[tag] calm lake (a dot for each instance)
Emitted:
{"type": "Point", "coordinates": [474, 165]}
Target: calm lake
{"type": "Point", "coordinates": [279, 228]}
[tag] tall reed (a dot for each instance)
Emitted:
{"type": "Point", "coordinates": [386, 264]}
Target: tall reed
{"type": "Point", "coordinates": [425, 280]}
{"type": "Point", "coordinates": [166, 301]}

• • • • • • •

**EXERCISE INSTRUCTIONS**.
Turn all the lines above into a JSON list of strings, one string per line, and leave out any blank lines.

**PROBLEM SOLUTION**.
[
  "[tag] calm lake (a dot for each instance)",
  "Emitted:",
  "{\"type\": \"Point\", \"coordinates\": [474, 165]}",
  "Target: calm lake",
  "{\"type\": \"Point\", \"coordinates\": [279, 228]}",
  "[tag] tall reed (a dot for each instance)",
  "Emitted:",
  "{\"type\": \"Point\", \"coordinates\": [386, 264]}",
  "Target: tall reed",
  "{\"type\": \"Point\", \"coordinates\": [425, 280]}",
  "{\"type\": \"Point\", \"coordinates\": [166, 301]}"
]